# Task to carry out
Only the lines from the line holding "Target: car on road" to the last line should be output, each exactly as given.

— START —

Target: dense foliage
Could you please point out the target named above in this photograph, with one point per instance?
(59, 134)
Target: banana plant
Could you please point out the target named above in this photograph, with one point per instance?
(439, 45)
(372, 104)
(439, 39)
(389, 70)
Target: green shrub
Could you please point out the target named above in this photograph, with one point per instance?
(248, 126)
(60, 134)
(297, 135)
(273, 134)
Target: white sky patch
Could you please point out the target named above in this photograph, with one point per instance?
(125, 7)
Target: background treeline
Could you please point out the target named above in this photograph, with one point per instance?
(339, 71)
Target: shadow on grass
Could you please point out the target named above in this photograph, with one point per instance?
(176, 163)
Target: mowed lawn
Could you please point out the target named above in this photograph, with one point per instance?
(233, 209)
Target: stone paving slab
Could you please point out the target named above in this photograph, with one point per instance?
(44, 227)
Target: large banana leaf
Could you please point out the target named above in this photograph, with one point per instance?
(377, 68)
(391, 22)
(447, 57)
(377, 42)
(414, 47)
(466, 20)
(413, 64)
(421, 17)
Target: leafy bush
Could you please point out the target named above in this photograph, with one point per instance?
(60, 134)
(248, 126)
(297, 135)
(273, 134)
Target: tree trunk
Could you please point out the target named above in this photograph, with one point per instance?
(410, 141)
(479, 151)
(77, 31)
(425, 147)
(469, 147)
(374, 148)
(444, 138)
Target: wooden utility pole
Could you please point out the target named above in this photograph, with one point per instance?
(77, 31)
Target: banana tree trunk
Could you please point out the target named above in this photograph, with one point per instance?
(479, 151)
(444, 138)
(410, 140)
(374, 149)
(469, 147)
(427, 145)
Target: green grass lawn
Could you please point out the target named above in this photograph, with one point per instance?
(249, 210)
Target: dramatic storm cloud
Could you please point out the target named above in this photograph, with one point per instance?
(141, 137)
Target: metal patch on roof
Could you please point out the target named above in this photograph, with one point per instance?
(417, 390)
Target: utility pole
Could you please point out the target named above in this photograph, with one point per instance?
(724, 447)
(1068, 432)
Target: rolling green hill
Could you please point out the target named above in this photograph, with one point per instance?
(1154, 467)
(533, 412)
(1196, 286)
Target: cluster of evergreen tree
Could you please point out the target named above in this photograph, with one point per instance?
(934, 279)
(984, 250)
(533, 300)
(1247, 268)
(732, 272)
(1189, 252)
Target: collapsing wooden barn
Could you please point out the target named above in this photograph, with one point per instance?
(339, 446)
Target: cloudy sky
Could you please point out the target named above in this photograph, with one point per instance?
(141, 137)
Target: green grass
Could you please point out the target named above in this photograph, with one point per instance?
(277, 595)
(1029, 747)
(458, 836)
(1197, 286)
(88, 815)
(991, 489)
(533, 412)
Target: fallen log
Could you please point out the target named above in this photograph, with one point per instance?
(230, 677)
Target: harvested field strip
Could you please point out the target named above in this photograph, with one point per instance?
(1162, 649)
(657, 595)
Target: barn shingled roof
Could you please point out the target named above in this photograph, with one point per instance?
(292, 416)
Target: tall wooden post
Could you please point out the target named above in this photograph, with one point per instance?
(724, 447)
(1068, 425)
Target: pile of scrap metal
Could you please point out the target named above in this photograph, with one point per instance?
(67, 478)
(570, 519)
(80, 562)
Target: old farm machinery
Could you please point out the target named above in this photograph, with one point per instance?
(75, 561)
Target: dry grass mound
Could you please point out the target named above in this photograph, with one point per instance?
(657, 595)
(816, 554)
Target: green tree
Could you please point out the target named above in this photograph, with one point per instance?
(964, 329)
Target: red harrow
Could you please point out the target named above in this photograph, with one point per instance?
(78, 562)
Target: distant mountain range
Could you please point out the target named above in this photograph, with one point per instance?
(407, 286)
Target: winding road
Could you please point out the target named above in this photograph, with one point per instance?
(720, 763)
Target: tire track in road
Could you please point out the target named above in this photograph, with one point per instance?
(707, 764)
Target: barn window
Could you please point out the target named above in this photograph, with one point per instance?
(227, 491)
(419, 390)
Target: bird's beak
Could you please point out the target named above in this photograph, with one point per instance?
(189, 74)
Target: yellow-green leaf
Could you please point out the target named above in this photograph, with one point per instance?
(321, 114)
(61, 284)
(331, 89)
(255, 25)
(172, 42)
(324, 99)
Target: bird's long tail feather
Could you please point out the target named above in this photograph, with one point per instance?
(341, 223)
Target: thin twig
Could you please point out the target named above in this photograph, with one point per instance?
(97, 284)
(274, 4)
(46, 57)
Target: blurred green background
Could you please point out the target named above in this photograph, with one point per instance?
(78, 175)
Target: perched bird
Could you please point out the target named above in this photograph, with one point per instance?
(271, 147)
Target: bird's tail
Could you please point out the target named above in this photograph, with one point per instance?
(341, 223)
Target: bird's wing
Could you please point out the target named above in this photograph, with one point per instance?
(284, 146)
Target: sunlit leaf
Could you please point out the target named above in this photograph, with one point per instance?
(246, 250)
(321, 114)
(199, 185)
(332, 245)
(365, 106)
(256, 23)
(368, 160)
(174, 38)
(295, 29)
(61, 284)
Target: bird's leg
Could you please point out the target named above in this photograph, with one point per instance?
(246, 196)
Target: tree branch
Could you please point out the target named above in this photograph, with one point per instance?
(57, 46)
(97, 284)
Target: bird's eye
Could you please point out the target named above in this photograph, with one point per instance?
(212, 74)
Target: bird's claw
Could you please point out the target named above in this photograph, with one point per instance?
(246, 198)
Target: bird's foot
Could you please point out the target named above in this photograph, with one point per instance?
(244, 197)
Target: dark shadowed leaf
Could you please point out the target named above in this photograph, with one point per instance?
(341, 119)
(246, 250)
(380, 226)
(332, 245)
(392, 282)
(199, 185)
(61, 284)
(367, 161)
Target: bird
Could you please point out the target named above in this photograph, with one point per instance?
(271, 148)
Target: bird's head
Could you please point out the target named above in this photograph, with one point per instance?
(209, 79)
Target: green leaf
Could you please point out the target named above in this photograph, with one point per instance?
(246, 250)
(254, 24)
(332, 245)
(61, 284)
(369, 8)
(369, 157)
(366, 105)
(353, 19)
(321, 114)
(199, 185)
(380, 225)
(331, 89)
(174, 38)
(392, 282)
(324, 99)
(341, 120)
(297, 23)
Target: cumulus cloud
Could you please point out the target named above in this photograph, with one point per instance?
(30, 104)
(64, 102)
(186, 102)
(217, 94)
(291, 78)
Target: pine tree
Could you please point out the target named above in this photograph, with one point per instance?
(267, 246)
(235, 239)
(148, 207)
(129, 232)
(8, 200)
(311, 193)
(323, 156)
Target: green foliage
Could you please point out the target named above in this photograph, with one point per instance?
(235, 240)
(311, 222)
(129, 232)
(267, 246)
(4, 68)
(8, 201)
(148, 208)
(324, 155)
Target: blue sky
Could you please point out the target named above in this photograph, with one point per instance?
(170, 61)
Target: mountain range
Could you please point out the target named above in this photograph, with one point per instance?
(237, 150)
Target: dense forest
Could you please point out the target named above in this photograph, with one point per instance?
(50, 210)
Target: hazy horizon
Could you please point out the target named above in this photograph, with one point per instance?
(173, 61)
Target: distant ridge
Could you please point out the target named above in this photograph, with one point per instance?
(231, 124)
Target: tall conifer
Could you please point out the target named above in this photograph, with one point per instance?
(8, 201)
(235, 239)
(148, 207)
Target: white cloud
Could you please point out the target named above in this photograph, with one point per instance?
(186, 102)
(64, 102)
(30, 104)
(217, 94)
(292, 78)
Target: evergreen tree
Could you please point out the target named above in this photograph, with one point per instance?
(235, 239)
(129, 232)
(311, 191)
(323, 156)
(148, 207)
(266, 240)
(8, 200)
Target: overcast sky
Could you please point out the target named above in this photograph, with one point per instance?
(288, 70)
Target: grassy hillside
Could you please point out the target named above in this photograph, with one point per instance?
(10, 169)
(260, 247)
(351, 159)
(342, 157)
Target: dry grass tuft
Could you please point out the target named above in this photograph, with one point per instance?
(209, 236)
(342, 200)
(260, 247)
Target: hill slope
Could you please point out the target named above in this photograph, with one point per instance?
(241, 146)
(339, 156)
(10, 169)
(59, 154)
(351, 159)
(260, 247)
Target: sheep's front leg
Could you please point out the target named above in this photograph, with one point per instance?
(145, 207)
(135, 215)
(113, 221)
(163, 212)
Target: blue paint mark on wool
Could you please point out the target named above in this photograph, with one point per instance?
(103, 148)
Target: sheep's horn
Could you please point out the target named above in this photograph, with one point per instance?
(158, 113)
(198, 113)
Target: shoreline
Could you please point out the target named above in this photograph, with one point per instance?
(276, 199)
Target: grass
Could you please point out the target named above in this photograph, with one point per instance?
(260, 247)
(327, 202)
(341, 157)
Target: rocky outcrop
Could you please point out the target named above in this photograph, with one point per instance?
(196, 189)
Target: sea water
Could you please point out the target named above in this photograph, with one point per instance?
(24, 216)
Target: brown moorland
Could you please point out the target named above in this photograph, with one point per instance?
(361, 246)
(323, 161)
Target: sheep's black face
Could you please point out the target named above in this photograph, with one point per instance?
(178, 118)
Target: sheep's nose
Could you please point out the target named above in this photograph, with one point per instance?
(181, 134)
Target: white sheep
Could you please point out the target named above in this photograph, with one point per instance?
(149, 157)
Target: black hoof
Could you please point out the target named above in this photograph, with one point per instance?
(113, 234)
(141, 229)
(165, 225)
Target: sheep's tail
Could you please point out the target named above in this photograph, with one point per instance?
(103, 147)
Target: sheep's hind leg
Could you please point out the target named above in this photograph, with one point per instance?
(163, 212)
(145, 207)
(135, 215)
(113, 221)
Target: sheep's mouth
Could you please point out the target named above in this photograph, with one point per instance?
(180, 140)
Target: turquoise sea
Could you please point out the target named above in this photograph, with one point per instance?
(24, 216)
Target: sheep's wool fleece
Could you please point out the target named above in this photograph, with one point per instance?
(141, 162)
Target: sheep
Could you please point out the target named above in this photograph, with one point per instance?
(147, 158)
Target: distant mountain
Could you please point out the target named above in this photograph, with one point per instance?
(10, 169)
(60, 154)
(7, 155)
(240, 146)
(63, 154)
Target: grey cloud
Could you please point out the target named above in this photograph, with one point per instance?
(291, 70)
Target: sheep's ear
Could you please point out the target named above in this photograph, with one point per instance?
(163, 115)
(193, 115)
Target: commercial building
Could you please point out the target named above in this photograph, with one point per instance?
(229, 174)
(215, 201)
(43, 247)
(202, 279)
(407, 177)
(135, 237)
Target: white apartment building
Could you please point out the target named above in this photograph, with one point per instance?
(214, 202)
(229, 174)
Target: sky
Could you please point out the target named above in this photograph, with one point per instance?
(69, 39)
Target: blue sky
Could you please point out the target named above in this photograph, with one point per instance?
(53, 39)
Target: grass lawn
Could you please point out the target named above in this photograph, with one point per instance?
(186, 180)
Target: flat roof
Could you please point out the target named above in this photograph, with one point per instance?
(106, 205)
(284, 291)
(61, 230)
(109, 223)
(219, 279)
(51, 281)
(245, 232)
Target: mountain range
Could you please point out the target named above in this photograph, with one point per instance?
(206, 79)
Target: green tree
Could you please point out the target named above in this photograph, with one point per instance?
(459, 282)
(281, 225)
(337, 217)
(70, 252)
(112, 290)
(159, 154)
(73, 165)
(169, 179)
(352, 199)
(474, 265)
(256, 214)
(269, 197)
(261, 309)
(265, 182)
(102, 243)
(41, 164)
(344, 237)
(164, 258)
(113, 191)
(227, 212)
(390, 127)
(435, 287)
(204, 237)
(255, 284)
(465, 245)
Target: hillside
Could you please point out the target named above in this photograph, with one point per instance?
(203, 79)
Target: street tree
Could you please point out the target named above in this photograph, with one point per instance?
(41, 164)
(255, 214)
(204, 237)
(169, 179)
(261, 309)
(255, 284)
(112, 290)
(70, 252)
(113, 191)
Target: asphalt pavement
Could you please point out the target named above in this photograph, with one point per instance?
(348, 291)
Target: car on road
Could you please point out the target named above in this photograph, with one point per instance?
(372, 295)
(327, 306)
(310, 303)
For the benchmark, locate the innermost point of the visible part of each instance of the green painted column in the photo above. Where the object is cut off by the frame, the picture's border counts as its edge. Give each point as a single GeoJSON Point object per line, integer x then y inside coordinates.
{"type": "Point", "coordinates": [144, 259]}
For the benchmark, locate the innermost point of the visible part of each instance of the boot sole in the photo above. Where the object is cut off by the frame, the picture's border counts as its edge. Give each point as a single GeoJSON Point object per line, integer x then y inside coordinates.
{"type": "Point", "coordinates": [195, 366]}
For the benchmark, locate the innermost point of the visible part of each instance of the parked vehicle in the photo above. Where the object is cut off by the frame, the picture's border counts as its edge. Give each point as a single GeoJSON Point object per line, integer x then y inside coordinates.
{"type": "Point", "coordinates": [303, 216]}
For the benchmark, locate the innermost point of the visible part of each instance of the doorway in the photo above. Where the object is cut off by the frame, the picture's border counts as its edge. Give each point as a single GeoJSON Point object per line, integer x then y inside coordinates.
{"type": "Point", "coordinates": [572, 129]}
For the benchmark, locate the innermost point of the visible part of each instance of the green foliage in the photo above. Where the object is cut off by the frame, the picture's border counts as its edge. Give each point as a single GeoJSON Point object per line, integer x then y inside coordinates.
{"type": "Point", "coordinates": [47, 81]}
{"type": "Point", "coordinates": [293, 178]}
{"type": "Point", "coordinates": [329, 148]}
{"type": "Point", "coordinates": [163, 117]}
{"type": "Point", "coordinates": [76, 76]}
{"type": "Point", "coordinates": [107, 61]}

— END —

# Answer to this task
Target: car on road
Could you please point out the target named above in this photograph, with one point per instance?
(372, 295)
(327, 306)
(310, 303)
For the benchmark, locate the innermost point of the visible part of each instance of the green painted column in the photo above. Where the object is cut off by the frame, the picture's border counts as its edge. Give each point as a single GeoJSON Point object per line, integer x then y inside coordinates.
{"type": "Point", "coordinates": [144, 259]}
For the benchmark, locate the innermost point of the visible part of each instance of the boot sole in the photo above. Where the object is cut off by the frame, the picture's border counts as its edge. Give each point as a single GeoJSON Point object per line, integer x then y inside coordinates.
{"type": "Point", "coordinates": [195, 366]}
For the benchmark, locate the innermost point of the visible part of each instance of the parked vehicle in the photo above. Where the object is cut off by the frame, the picture's border counts as its edge. Give each point as a single GeoJSON Point object per line, integer x then y inside coordinates.
{"type": "Point", "coordinates": [303, 216]}
For the benchmark, locate the innermost point of the visible part of each instance of the doorway in the photo above. Where the object is cut off by the frame, the picture's border counts as its edge. Give each point as a single GeoJSON Point object per line, integer x then y inside coordinates.
{"type": "Point", "coordinates": [572, 129]}
For the benchmark, locate the innermost point of the visible part of each instance of the green foliage in the photo above. Where the object is cut off by the frame, the picture's border counts as its edge. Give each point as a single GeoJSON Point object per line, integer x then y inside coordinates.
{"type": "Point", "coordinates": [47, 81]}
{"type": "Point", "coordinates": [293, 178]}
{"type": "Point", "coordinates": [329, 148]}
{"type": "Point", "coordinates": [163, 117]}
{"type": "Point", "coordinates": [76, 76]}
{"type": "Point", "coordinates": [107, 61]}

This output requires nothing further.